◆ **Short exercise**:
Return every line of the records below as a JSON list of strings, one string per line, with blank lines skipped. Leave the pictures out of the list.

### Data in this exercise ###

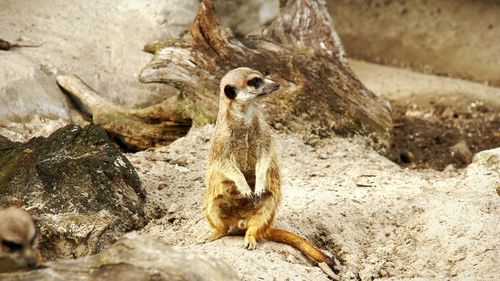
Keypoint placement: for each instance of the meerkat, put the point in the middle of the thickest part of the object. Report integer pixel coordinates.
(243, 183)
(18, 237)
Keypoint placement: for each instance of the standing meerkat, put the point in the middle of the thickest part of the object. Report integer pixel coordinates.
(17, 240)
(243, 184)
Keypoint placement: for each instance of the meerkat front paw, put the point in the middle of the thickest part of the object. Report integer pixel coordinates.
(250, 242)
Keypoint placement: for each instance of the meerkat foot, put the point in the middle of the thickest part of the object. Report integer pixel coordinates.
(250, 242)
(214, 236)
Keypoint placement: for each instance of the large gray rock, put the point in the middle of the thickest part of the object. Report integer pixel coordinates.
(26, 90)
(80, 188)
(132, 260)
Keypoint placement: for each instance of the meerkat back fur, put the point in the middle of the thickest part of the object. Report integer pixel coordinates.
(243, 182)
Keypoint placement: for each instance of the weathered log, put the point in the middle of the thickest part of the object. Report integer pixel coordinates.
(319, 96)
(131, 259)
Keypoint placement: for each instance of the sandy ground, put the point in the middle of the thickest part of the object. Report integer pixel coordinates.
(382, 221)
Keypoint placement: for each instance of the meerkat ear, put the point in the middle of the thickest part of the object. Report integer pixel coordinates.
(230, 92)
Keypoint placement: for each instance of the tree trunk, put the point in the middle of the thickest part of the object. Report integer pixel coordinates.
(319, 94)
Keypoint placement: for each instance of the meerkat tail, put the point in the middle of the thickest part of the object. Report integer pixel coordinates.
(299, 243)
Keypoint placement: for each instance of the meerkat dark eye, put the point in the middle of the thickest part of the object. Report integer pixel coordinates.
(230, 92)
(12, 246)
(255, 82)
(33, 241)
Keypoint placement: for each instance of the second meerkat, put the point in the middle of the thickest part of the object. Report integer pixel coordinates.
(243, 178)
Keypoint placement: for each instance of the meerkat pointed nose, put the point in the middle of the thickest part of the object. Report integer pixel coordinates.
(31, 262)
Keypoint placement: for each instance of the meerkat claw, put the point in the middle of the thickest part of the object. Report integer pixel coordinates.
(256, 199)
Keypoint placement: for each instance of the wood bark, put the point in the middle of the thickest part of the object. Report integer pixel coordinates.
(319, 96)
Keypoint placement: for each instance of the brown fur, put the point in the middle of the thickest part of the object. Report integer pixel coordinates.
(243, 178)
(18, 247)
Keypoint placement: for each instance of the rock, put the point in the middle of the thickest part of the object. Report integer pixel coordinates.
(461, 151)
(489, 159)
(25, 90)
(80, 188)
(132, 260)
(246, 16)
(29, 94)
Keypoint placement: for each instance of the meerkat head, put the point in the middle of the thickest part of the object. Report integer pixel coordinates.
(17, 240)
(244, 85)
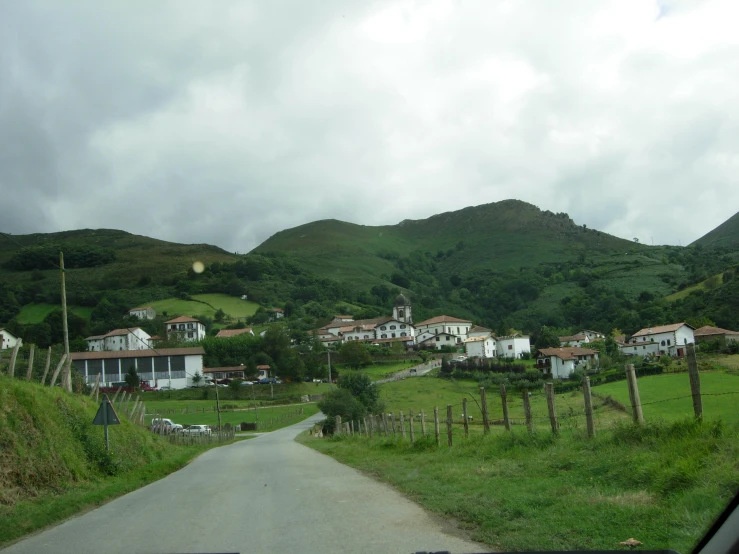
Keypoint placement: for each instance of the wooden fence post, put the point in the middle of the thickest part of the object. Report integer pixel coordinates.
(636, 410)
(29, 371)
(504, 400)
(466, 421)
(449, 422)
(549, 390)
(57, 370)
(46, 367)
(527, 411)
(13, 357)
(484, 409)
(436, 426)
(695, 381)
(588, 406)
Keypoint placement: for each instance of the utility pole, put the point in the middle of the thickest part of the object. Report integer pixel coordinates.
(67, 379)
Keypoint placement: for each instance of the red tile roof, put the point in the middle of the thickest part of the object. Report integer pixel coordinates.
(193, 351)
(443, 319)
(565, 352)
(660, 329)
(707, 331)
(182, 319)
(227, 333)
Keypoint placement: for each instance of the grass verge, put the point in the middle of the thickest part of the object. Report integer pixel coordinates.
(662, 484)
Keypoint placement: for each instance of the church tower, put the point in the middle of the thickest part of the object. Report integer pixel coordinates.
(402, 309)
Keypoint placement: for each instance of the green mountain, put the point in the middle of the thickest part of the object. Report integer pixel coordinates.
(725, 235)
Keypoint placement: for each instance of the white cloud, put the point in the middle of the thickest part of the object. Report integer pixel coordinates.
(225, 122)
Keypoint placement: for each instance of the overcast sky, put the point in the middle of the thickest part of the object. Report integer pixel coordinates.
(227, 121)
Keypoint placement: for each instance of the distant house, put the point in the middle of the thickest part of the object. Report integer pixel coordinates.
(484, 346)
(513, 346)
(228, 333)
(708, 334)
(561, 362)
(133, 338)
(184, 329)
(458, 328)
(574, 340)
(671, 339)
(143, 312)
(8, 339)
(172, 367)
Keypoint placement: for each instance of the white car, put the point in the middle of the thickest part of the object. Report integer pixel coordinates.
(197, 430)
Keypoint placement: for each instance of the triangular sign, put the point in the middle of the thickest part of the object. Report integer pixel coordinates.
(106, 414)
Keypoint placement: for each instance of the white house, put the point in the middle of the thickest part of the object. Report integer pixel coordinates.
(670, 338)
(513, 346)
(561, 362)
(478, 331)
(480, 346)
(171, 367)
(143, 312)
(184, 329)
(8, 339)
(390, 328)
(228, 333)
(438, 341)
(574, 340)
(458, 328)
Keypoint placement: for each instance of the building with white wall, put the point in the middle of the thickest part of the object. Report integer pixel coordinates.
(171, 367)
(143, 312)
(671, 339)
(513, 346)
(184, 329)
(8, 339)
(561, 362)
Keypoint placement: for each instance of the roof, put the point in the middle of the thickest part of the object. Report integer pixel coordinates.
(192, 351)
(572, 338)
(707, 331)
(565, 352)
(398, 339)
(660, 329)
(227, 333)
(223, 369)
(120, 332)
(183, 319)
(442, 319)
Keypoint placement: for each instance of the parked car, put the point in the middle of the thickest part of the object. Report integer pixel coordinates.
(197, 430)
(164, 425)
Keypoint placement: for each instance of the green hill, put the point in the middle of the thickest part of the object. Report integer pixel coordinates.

###

◆ **Solution to the problem**:
[
  "Keypoint placement: for each instance of the meerkat, put the point in the middle of the thickest part of the object. Report integer pixel coordinates.",
  "(243, 183)",
  "(18, 237)",
  "Keypoint placement: for each instance of the standing meerkat, put the point in the middle of the thickest part of the object. Report integer pixel coordinates.",
  "(17, 240)",
  "(243, 184)",
  "Keypoint placement: for each instance of the meerkat front paw, put the point in the middle of the thickest part of the object. Report integer pixel coordinates.",
  "(250, 242)",
  "Keypoint placement: for each instance of the meerkat foot, put the point in the middle of the thickest part of the object. Report integer pixel coordinates.",
  "(250, 242)",
  "(214, 236)",
  "Keypoint placement: for each instance of the large gray rock, put the point in the middle of the thickest part of the object. Report integer pixel coordinates.",
  "(26, 90)",
  "(80, 188)",
  "(132, 260)",
  "Keypoint placement: for each instance of the meerkat back fur, put the point in the middle of the thickest part of the object. Report integer pixel coordinates.",
  "(243, 182)",
  "Keypoint placement: for each instance of the weathered log, put the point in the middle of the thickest part of the object. Report integer pixel coordinates.",
  "(319, 96)",
  "(131, 259)",
  "Keypoint placement: for each instance of the sandy ground, put the point in the middle of the thickest part of the object. Report integer pixel coordinates.",
  "(382, 221)",
  "Keypoint placement: for each instance of the meerkat ear, put the point in the middle of the thickest part of the object. Report integer pixel coordinates.",
  "(230, 92)",
  "Keypoint placement: for each instance of the tree trunk, put the point in the middle of the thickest part of the object. Report integer pixel coordinates.",
  "(319, 94)",
  "Keypoint placement: for each instance of the meerkat tail, put the point in the middle of the thickest part of the object. Report integer pixel coordinates.",
  "(299, 243)",
  "Keypoint placement: for each instance of the meerkat dark eye, put the point in the middle of the thickest part of the object. Report integer pixel coordinates.",
  "(230, 92)",
  "(12, 246)",
  "(255, 82)",
  "(33, 241)",
  "Keypoint placement: for each instance of the second meerkat, put the point in the middle of the thickest part of the object. Report integer pixel coordinates.",
  "(243, 178)",
  "Keypoint placement: for each instance of the meerkat pointed nose, put the point in the middle of the thickest part of the object. Report integer pixel coordinates.",
  "(31, 262)",
  "Keypoint placement: for each instance of the meerkat claw, put the point in the middle of the thickest part of the object. Report integer pixel coordinates.",
  "(256, 199)",
  "Keypoint placement: for each instance of the wood bark, put the point in the middle of the thickest part of the object. Report integer pixel coordinates.",
  "(319, 96)",
  "Keypoint placement: for each instance of the brown fur, put the point in the middle of the thickest part of the object. Report integer pixel coordinates.",
  "(243, 178)",
  "(18, 247)",
  "Keypoint placement: for each instance of the rock, put the point in the middle of the thickest part of the object. Report integer pixel coordinates.",
  "(461, 151)",
  "(489, 159)",
  "(25, 90)",
  "(80, 188)",
  "(132, 260)",
  "(246, 16)",
  "(29, 94)",
  "Keypoint placement: for each instance of the meerkat head, put the point in the middle of the thickest part of the object. Report integer pixel coordinates.",
  "(17, 240)",
  "(244, 85)",
  "Keypoint placement: for each instance of the wooden fence post, put the point in the middle of the thickest part of the object. Report integer pixel coordinates.",
  "(636, 410)",
  "(29, 371)",
  "(504, 400)",
  "(466, 421)",
  "(449, 422)",
  "(549, 390)",
  "(57, 370)",
  "(46, 367)",
  "(527, 411)",
  "(13, 357)",
  "(484, 409)",
  "(436, 426)",
  "(695, 381)",
  "(588, 406)",
  "Keypoint placement: for each instance of the utility pole, put the point in the middle of the thickest part of the object. Report integer pixel coordinates.",
  "(67, 379)",
  "Keypoint placement: for each instance of the red tile roof, put the point in the middle of the thickest part of the object. Report integer pixel coordinates.",
  "(193, 351)",
  "(443, 319)",
  "(565, 352)",
  "(660, 329)",
  "(707, 331)",
  "(182, 319)",
  "(227, 333)",
  "Keypoint placement: for each instance of the grass verge, put the point in the middle of the thickest part of the object. Report integer pixel coordinates.",
  "(662, 484)",
  "Keypoint placement: for each instance of the church tower, put the point in the middle of the thickest part of the object. Report integer pixel coordinates.",
  "(402, 309)",
  "Keypoint placement: for each instance of the green mountain, put the point in the middle of the thickest part of the object. Report integer pixel coordinates.",
  "(725, 235)",
  "Keypoint placement: for each instance of the white cloud, put the point in the middle of the thickest part of the object. Report integer pixel coordinates.",
  "(225, 122)",
  "Keypoint placement: for each instance of the overcast sky, put the point in the middle of the thickest part of the object. Report integer pixel coordinates.",
  "(227, 121)",
  "Keypoint placement: for each instance of the distant house, put the point in the middle of the thickest part of the object. Report integer pixel coordinates.",
  "(484, 346)",
  "(513, 346)",
  "(228, 333)",
  "(708, 334)",
  "(561, 362)",
  "(133, 338)",
  "(184, 329)",
  "(458, 328)",
  "(574, 340)",
  "(671, 339)",
  "(143, 312)",
  "(8, 339)",
  "(172, 367)",
  "Keypoint placement: for each instance of the white car, put the point in the middle of the thickest part of the object. Report integer pixel coordinates.",
  "(197, 430)",
  "Keypoint placement: for each instance of the triangular sign, put the point in the middle of the thickest part of the object. Report integer pixel coordinates.",
  "(106, 414)",
  "Keypoint placement: for each instance of the white house, put the point in the middle of the thickest part of the object. Report integer pixel coordinates.",
  "(670, 338)",
  "(513, 346)",
  "(561, 362)",
  "(478, 331)",
  "(480, 346)",
  "(171, 367)",
  "(143, 312)",
  "(184, 329)",
  "(8, 339)",
  "(390, 328)",
  "(228, 333)",
  "(438, 341)",
  "(574, 340)",
  "(458, 328)",
  "Keypoint placement: for each instance of the building with white wall, put the point in the middle of the thickest part of the object. Report integer pixel coordinates.",
  "(171, 367)",
  "(143, 312)",
  "(671, 339)",
  "(513, 346)",
  "(184, 329)",
  "(8, 339)",
  "(561, 362)",
  "Keypoint placement: for each instance of the roof, put the point in the middle of the thickest part of the object. Report integer pixel coordinates.",
  "(192, 351)",
  "(572, 338)",
  "(707, 331)",
  "(565, 352)",
  "(398, 339)",
  "(660, 329)",
  "(227, 333)",
  "(223, 369)",
  "(120, 332)",
  "(183, 319)",
  "(442, 319)",
  "Keypoint placement: for each instance of the parked car, put the point in the middle of the thickest part of the object. Report integer pixel coordinates.",
  "(197, 430)",
  "(164, 425)",
  "Keypoint placement: for each instance of the green hill, put the point in the middle of the thickest part of the object. Report integer pixel coordinates."
]